====== Passage given
That Summer Feeling

What’s been primarily engaging me today (enough that I would mention it, anyway) is how I can reduce (or, better, eliminate) nursery rhymes and annoying kids’ songs from my ears? I was thinking that if I can keep them out my ears then they are unlikely to find their way into my head at all.

The prospect of 2 hours in a car exposed to Hey Diddle Diddle type insanity is enough to kill the notion of a wholesome and enjoyable Sunday afternoon family outing at source.

With this in mind I’ve been thinking that there must be some common ground, musically speaking, between kids and adults. Or at least between me and my kids. After all, we do belong, broadly speaking, to the same species.

To be fair, our kids do have a couple of favourites which I’ve grown to love myself. The “Curious George” and “Pooh’s Heffalump” soundtracks by Jack Johnson and Carly Simon, respectively, are well made and far from offensive. I know this to be true as I’ve listened to them several thousand times with little or no ill-effects. The same could not be said for many of the other uptempo, fiascos to which I’m repeatedly exposed.

One of my favourite artists for many years has been Jonathan Richman. He’s truly a one-off. His songs can sound deceptively simple, even sentimental and child-like. Maybe this is the musical common ground I’m searching for. To the uninitiated, Richman’s music can sound silly and childish. I once heard his work compared to the nonsense-art of Marcel Duchamp. He sings a song about an abominable snowman which includes,

“See, there’s an abominable snowman in the market

And the situation is grave

Well, the housewives hurt and confuse him

I can’t stand to see him treated this way”


But I never thought of Richman’s work as nonsense art. This implies art for arts sake. To me, his great strength lies in his ability to unselfconsciously sing about childish things in a way that isn’t twee or cloying.

Does the abominable snowman represent a metaphor for, say, a social outcast? I do hope not. He’s actually singing about an abominable snowman who is “down by the peas and carrots”. And why wouldn’t he be? This is a supermarket he’s in after all. The song is a bit silly and my kids love it. It rocks like hell and I love it too.
============
* Requirement 1 *
Rewrite the rows in the stretch from their start through the line that contains "[601,336,665,410]", and raise every box coordinate in the answers by 53. Keep all other lines unchanged, and leave the pictures out.
* Requirement 2 *
Carry on the post about finding music that both kids and adults enjoy, starting from where it stops.
====== Provided records
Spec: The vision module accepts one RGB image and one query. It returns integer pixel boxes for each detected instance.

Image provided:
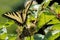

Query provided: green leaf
[48,17,60,24]
[7,24,17,34]
[43,31,60,40]
[51,23,60,30]
[34,34,44,40]
[37,12,55,30]
[25,36,34,40]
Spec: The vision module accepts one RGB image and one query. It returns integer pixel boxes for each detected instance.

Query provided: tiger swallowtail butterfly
[4,0,33,24]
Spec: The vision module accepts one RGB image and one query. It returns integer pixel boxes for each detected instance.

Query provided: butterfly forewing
[4,12,22,23]
[22,0,33,21]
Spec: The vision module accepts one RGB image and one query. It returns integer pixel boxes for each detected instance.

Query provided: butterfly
[4,0,33,24]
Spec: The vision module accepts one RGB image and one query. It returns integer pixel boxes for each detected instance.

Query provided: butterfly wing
[4,12,22,23]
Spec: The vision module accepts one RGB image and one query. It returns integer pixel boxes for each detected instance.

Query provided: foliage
[0,0,60,40]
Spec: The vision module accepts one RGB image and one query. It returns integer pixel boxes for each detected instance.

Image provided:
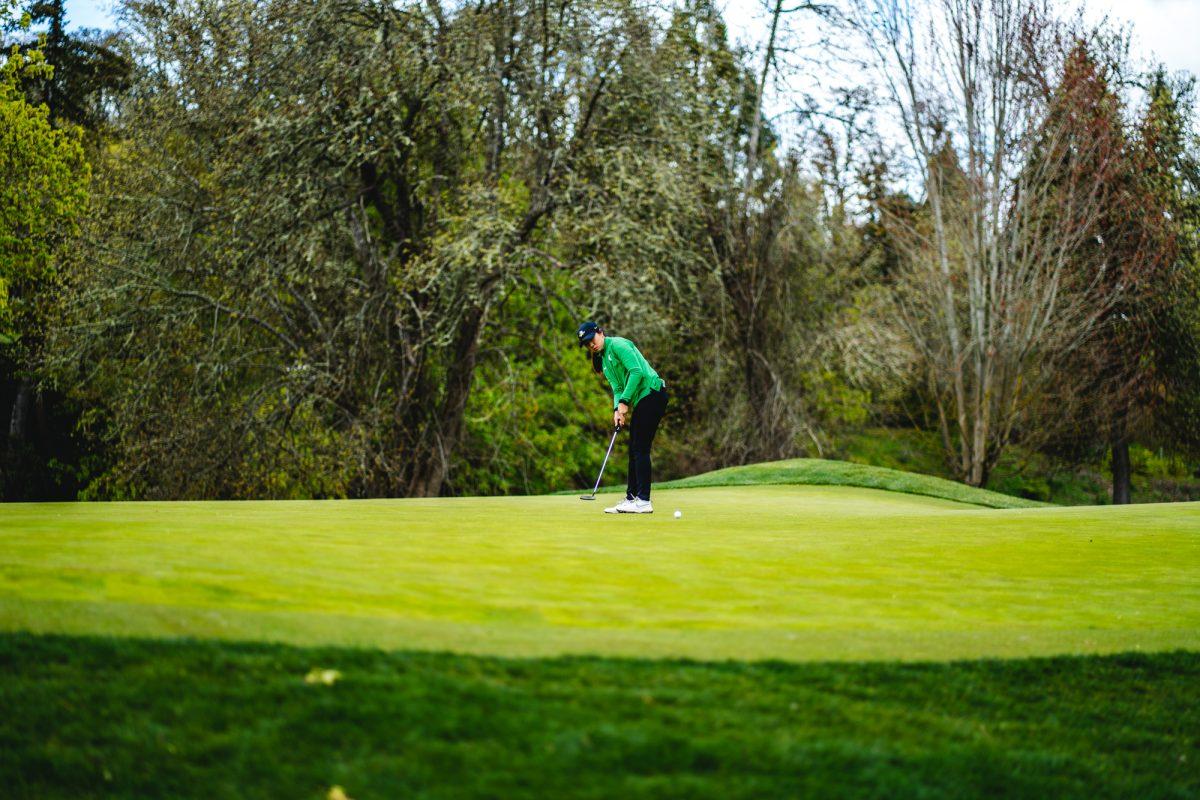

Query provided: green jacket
[601,336,665,410]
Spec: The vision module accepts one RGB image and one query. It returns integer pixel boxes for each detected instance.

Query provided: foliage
[0,8,89,347]
[0,4,90,498]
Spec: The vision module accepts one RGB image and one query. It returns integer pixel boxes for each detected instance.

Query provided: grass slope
[652,458,1046,509]
[0,634,1200,800]
[0,486,1200,661]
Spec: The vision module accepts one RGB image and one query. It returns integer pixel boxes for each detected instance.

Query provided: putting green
[0,486,1200,660]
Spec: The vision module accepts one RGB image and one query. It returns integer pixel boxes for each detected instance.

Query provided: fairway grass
[0,486,1200,661]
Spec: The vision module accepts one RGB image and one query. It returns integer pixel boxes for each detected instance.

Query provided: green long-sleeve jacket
[602,336,664,410]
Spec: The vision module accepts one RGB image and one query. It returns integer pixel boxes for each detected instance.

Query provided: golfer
[580,321,667,513]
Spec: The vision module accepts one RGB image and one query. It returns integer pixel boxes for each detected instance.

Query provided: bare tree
[851,0,1121,486]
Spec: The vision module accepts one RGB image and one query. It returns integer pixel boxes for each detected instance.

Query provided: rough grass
[0,634,1200,800]
[0,486,1200,661]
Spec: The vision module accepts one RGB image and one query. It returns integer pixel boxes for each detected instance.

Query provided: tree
[853,0,1122,486]
[0,3,90,494]
[46,0,720,497]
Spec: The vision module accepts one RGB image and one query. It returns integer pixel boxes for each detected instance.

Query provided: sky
[67,0,1200,76]
[720,0,1200,76]
[67,0,1200,76]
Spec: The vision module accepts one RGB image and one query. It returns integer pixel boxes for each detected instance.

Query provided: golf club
[580,425,620,500]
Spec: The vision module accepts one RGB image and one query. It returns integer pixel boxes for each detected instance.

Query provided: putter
[580,425,620,500]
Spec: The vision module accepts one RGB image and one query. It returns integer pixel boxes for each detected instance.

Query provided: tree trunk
[8,380,34,455]
[409,306,487,498]
[1112,433,1133,505]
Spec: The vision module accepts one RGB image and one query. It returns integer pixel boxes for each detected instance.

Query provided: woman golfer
[580,321,667,513]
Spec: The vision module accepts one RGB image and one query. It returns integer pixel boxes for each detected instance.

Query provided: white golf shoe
[604,498,637,513]
[624,498,654,513]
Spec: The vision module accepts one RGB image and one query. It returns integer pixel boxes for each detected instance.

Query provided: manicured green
[0,634,1200,800]
[0,486,1200,661]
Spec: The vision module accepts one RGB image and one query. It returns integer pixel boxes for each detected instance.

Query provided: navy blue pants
[625,387,667,500]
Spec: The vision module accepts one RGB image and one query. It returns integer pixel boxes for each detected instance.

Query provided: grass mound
[656,458,1048,509]
[0,634,1200,800]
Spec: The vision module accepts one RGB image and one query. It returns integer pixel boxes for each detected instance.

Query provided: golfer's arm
[613,344,646,408]
[604,373,620,411]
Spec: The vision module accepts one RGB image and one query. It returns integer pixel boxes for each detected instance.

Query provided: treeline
[0,0,1200,500]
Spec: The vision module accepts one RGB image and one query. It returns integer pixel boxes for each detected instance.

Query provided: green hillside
[661,458,1046,509]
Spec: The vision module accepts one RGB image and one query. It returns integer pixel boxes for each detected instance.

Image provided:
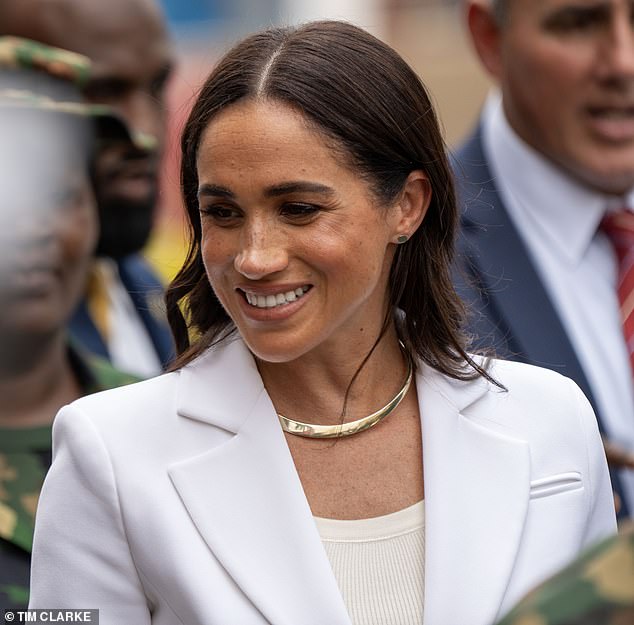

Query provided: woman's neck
[0,333,81,428]
[258,325,407,425]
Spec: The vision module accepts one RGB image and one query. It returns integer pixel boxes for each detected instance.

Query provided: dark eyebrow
[544,2,611,27]
[198,181,335,199]
[264,180,334,197]
[198,184,235,199]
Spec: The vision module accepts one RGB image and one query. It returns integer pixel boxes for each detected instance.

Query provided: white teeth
[244,286,310,308]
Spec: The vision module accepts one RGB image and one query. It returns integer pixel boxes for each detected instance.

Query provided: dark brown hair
[166,21,488,379]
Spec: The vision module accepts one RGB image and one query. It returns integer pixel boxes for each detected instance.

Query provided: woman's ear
[393,169,432,243]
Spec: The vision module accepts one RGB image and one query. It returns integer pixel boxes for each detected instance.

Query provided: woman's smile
[198,102,398,362]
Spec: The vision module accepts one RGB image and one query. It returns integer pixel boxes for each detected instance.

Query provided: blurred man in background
[456,0,634,511]
[0,37,136,614]
[0,0,172,376]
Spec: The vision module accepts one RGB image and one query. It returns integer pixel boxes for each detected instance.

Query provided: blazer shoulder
[67,371,180,429]
[478,360,597,444]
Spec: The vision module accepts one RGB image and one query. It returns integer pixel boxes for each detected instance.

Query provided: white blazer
[31,340,615,625]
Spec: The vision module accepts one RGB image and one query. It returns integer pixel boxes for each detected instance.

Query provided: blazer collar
[169,340,530,625]
[168,340,351,625]
[417,366,530,625]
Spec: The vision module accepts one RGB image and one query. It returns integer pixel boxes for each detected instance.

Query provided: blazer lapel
[169,341,350,625]
[417,367,530,625]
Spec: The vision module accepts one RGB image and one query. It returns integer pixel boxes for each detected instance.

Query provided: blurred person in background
[0,0,173,376]
[31,22,616,625]
[455,0,634,515]
[496,523,634,625]
[0,37,136,614]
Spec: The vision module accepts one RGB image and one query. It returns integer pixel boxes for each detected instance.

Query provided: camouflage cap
[0,36,156,150]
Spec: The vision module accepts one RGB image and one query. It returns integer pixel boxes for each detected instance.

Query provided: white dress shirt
[482,94,634,510]
[96,258,162,378]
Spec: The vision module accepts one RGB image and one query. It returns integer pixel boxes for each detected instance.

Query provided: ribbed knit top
[315,501,425,625]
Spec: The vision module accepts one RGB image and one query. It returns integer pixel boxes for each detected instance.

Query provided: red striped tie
[601,210,634,371]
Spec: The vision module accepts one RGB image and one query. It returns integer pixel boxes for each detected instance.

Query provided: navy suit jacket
[452,123,627,515]
[69,254,174,368]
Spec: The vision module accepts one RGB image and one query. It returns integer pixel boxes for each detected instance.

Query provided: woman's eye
[281,202,319,220]
[200,206,240,223]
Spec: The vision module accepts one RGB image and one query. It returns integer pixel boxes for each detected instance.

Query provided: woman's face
[197,102,399,362]
[0,121,98,336]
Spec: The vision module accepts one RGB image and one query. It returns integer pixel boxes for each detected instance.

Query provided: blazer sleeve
[29,406,151,625]
[569,380,617,546]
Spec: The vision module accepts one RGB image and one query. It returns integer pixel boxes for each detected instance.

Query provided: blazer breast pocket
[530,471,583,499]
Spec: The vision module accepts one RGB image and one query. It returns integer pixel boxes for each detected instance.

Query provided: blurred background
[146,0,489,281]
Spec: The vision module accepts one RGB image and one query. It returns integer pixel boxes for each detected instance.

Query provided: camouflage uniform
[497,524,634,625]
[0,37,156,150]
[0,37,144,614]
[0,348,138,614]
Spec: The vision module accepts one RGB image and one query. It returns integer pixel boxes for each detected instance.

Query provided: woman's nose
[234,232,288,280]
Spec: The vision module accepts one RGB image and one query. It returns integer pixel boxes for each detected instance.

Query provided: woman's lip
[238,287,313,321]
[236,282,312,297]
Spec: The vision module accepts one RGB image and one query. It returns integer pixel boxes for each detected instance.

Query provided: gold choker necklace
[277,358,413,438]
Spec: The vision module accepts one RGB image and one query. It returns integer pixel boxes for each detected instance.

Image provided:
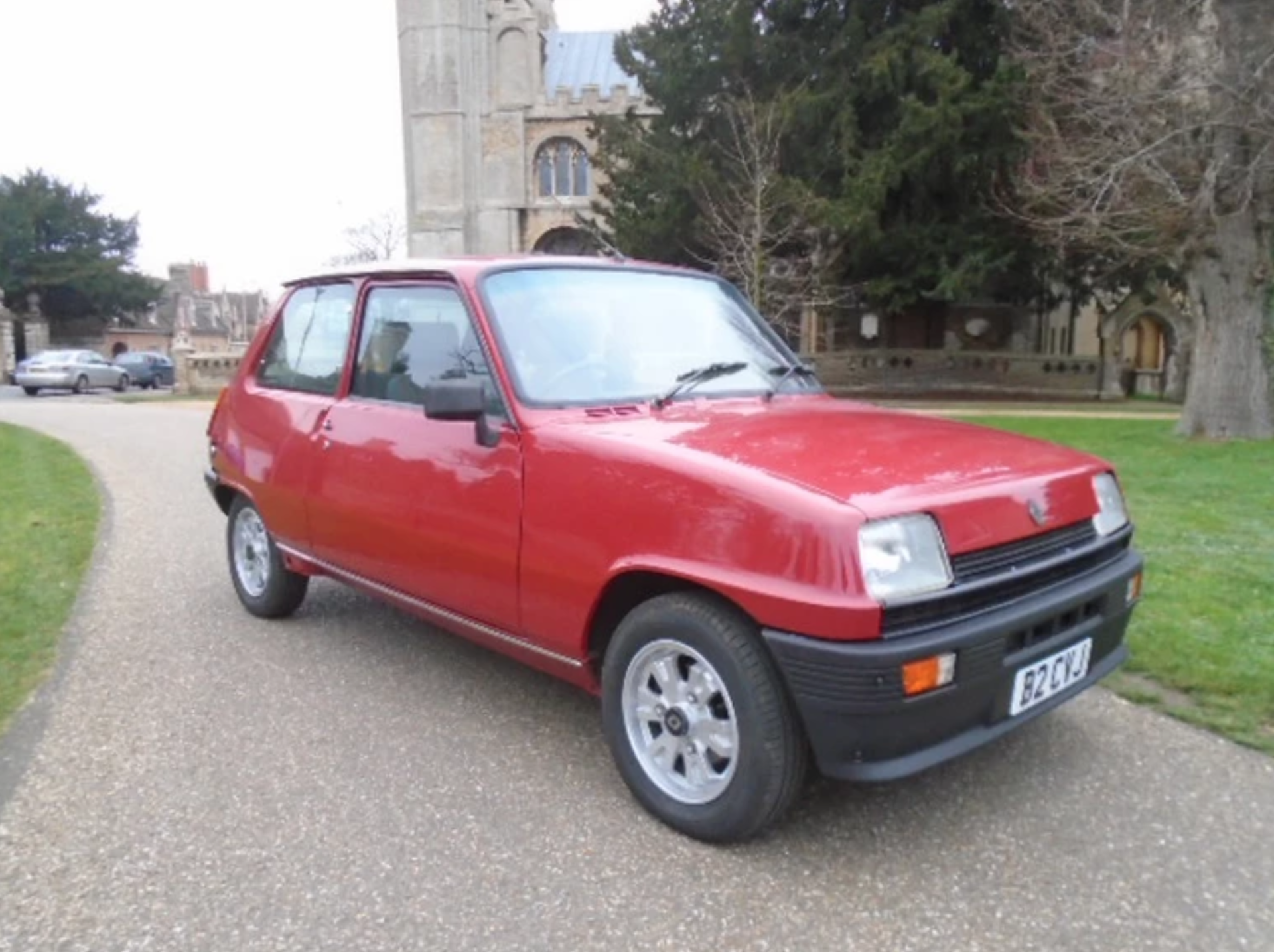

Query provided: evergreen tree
[595,0,1046,310]
[0,169,163,321]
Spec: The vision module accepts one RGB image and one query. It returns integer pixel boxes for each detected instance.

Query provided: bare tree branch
[328,212,406,265]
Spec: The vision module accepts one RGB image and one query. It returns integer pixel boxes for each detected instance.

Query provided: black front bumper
[764,549,1143,782]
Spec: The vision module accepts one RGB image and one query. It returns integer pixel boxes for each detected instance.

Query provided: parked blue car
[115,350,173,390]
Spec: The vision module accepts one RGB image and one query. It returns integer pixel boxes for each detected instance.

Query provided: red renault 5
[206,257,1141,841]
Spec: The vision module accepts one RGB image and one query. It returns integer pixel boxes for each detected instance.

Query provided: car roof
[283,253,702,288]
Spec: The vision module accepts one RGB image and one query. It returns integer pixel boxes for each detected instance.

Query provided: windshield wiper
[654,361,748,409]
[766,361,818,400]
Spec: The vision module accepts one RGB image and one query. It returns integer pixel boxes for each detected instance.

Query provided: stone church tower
[397,0,651,257]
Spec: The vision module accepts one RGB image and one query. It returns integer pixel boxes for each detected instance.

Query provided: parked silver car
[14,350,129,396]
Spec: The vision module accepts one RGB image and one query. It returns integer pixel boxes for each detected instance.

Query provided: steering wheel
[543,357,609,393]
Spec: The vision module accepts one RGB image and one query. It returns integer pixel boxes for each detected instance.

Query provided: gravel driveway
[0,399,1274,952]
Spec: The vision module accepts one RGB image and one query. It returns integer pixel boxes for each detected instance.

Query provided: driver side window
[350,285,504,415]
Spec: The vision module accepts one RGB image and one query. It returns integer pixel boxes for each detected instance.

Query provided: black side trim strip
[275,541,583,668]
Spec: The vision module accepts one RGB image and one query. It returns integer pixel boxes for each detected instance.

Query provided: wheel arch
[586,569,756,683]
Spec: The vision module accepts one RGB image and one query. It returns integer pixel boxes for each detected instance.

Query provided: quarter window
[350,285,502,415]
[257,283,354,395]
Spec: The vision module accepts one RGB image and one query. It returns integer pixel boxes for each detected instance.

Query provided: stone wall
[173,348,241,396]
[808,350,1102,399]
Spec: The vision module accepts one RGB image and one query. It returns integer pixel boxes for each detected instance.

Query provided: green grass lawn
[975,417,1274,753]
[0,423,101,730]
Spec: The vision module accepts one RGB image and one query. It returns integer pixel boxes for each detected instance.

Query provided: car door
[80,350,107,386]
[227,282,357,553]
[309,282,522,631]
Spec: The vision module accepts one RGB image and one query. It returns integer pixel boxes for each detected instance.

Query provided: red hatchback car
[206,257,1143,841]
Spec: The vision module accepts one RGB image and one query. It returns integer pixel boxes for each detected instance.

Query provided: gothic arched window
[535,139,589,199]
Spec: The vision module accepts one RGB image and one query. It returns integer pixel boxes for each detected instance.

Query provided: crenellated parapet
[528,83,658,120]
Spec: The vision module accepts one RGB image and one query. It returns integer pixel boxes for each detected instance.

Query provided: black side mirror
[424,379,486,421]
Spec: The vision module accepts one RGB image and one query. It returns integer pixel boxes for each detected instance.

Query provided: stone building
[397,0,1190,399]
[104,263,270,354]
[397,0,652,257]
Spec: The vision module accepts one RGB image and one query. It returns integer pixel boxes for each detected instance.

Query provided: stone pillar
[0,288,18,385]
[397,0,490,256]
[172,338,195,394]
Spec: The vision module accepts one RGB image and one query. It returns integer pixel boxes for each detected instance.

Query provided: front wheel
[226,496,310,618]
[602,594,809,843]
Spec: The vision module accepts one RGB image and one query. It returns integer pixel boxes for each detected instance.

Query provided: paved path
[0,399,1274,952]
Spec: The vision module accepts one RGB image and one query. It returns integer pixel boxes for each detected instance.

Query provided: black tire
[601,592,809,843]
[226,496,310,618]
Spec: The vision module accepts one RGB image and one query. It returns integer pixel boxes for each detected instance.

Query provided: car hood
[542,397,1109,555]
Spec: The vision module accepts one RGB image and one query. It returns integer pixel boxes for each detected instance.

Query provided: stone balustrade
[808,350,1102,399]
[172,346,242,396]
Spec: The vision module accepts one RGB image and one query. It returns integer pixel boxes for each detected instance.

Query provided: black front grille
[952,519,1097,585]
[882,523,1133,638]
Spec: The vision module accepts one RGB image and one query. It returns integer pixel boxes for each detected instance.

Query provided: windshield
[483,267,818,405]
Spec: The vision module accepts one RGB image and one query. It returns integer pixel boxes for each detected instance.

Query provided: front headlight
[1093,473,1127,535]
[859,516,952,602]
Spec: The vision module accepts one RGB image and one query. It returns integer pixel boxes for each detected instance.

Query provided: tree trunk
[1177,213,1274,440]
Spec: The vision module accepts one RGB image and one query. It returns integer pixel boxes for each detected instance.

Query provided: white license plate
[1009,638,1093,718]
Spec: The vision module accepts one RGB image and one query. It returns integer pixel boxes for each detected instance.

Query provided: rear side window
[256,282,354,395]
[350,287,502,415]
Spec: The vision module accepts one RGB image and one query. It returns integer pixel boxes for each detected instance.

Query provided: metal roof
[544,29,641,102]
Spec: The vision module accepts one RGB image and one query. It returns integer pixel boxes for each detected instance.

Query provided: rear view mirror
[424,379,486,421]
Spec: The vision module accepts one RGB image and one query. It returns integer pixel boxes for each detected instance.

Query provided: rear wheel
[602,594,808,843]
[226,496,310,618]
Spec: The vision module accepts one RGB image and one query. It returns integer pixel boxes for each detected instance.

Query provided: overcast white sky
[0,0,656,296]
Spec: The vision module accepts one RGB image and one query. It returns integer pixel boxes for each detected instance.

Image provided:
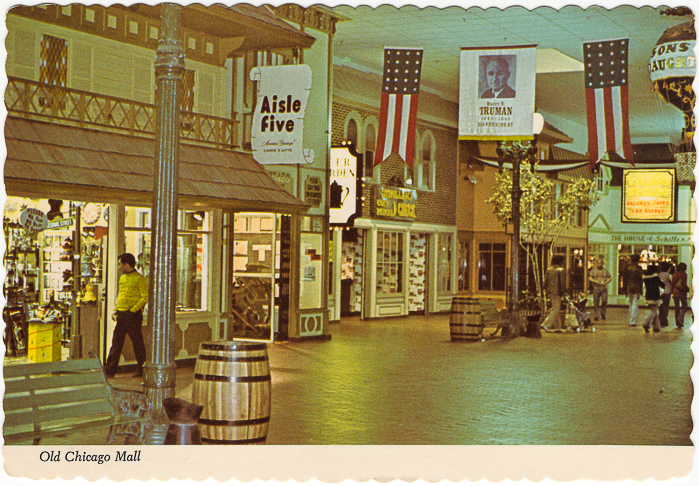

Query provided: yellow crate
[27,321,63,363]
[27,342,63,363]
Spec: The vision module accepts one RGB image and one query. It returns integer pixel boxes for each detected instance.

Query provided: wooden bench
[3,358,150,445]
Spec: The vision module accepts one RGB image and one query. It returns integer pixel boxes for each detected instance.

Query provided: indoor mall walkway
[16,308,693,445]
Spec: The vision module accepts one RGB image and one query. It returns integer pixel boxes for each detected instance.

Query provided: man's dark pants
[104,310,146,375]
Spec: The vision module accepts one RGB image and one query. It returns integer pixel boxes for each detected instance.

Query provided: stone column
[144,3,184,444]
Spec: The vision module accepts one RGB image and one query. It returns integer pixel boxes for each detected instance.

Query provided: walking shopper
[672,262,689,329]
[590,257,612,321]
[658,262,672,327]
[104,253,148,378]
[541,255,565,332]
[643,263,663,332]
[624,255,643,326]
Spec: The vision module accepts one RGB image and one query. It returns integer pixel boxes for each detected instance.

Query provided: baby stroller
[565,296,595,332]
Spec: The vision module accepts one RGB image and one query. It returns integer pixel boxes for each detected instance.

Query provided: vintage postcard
[2,1,698,485]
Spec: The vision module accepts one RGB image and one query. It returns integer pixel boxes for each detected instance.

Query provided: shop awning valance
[5,117,309,213]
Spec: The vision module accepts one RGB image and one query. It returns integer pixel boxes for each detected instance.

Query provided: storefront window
[617,245,679,294]
[458,241,471,290]
[376,231,404,295]
[437,234,452,292]
[299,216,323,309]
[124,207,210,311]
[478,243,506,291]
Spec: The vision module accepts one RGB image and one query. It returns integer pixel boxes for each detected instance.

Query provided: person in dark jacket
[643,263,665,332]
[672,262,689,329]
[624,255,643,326]
[658,262,672,327]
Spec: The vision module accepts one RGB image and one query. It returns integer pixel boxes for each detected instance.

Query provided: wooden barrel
[449,297,483,341]
[192,341,272,444]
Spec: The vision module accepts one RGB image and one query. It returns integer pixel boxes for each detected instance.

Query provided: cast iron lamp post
[497,113,544,336]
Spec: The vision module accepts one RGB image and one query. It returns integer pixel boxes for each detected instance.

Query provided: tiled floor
[5,308,693,445]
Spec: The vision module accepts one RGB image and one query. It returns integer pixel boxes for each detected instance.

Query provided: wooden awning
[5,117,309,214]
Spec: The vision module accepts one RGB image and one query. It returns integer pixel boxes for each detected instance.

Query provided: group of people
[625,255,689,332]
[542,255,689,333]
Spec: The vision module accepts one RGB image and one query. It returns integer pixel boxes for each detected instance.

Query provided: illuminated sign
[371,186,417,221]
[330,146,364,226]
[621,168,676,223]
[250,64,315,164]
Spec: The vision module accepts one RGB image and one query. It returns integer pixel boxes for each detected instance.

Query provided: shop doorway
[408,233,430,315]
[340,228,364,318]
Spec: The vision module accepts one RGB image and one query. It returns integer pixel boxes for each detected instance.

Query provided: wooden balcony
[5,76,240,150]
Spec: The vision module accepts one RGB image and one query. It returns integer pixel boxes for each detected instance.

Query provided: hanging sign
[250,64,315,164]
[621,168,676,223]
[19,208,49,233]
[371,186,417,221]
[649,40,697,82]
[330,145,364,226]
[459,46,536,140]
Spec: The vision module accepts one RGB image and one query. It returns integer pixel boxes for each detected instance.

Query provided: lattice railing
[5,76,239,149]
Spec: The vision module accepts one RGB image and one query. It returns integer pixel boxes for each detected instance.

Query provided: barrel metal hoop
============
* Written answer 1 *
Spec: The vision module accepts one RGB image and one query. It returns integer pixel boxes for each detected instance.

Image provided:

Query provided: green leaf
[101,70,113,77]
[60,77,70,87]
[96,84,113,93]
[104,76,113,83]
[87,87,97,93]
[90,65,108,83]
[78,89,87,93]
Spec: The vision module accepts one RGB image and one query. It returns integer pixel boxes for each detected instance.

Query provided: tiger swallowtail butterfly
[57,53,86,77]
Spec: The vision module accepts one RGB image and one query. It returns integer pixel boxes for each detected instance.

Query provided: butterfly forewing
[57,65,75,76]
[75,53,86,74]
Spec: The vision module accepts one RGB image and one query. It returns integer pixel boxes for each detected instance.

Query provided: butterfly
[57,53,86,77]
Spec: The vision module accepts one RGB image and one query. It returns integer pixel boxes for each detected instance.

Query provided: butterfly wing
[57,65,75,76]
Spec: The vision module accepts one RGB image and one query. It returns integer pixel boxes for each detected instance.

Query provided: foliage
[53,53,113,93]
Spec: The vision module accepts one RGB image and one query. It returns integer pixel boxes for each detected instance.

Image provided:

Query provided: green jacket
[654,389,718,463]

* Written answer 2 *
Probably Richman’s most famous song is his 1970 proto-punk anthem “Roadrunner”. This is pretty much a straight down the line rock’n’roll song but the opening lines of the song give us some clues to what he’s about,

“Roadrunner, roadrunner, going faster miles an hour”.

Faster miles an hour! That’s about as fast as you can get, I imagine.

A recurring theme in many of his songs is a yearning for youth lost, this from “Summer Feeling”:

“When even fourth grade starts looking good, Which you hated

And first grade’s looking good too, Overrated,

And you long for some little girl That you dated

Do you long for her of for the way you were,

That summer feeling is gonna haunt you For the rest of your life.”

So next time your kid complains about something or other, simply play them that. Tell them they’re lucky to be young. That’ll work! If not they might just enjoy the song anyway.

I saw Richman play in Boston a few years ago and it was a great gig. Loads of kids there too even though it was quite late. He really engaged with them and he went down a storm with everyone. I don’t know any other singer who could have achieved this. I look forward to the day he comes to Ireland again and we’ll make a family outing of it.

p.s. Inspired by all this I’ve just put most of the kids cds in the recycling. A tad rash? Worse, I don’t even know if they’re recyclable.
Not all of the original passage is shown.